■ Your objective ■
In the material below, repeat only the lines from the one that holds "the bicycle tire" through the final line, exactly as they stand.

■ Listed records ■
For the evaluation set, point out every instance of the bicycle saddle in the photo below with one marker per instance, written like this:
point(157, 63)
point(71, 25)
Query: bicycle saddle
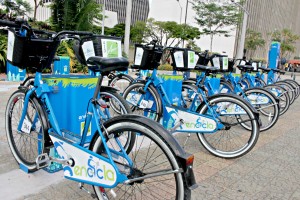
point(245, 67)
point(104, 65)
point(264, 69)
point(276, 70)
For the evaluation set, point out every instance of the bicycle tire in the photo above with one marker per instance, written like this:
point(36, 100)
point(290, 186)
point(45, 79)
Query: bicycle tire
point(295, 85)
point(113, 99)
point(221, 143)
point(282, 95)
point(225, 87)
point(144, 156)
point(289, 88)
point(34, 142)
point(190, 96)
point(120, 82)
point(150, 95)
point(269, 112)
point(245, 84)
point(259, 82)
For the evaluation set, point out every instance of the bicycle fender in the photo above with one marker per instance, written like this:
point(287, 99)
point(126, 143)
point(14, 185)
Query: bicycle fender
point(267, 91)
point(181, 155)
point(108, 88)
point(256, 113)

■ Reply ■
For the evaluation set, point out every instance of the bicycle tire in the photo above with one marker per instance, written like this:
point(36, 100)
point(290, 186)
point(45, 79)
Query: bicycle tire
point(295, 85)
point(113, 99)
point(221, 143)
point(282, 95)
point(225, 87)
point(144, 156)
point(289, 88)
point(34, 142)
point(190, 96)
point(120, 82)
point(150, 95)
point(269, 112)
point(245, 84)
point(259, 82)
For the evaluation set, point out every instance of the bicycle fender in the photo above with one marker per instance, written like this:
point(287, 99)
point(126, 143)
point(14, 185)
Query: bicycle fender
point(267, 91)
point(181, 155)
point(108, 88)
point(256, 113)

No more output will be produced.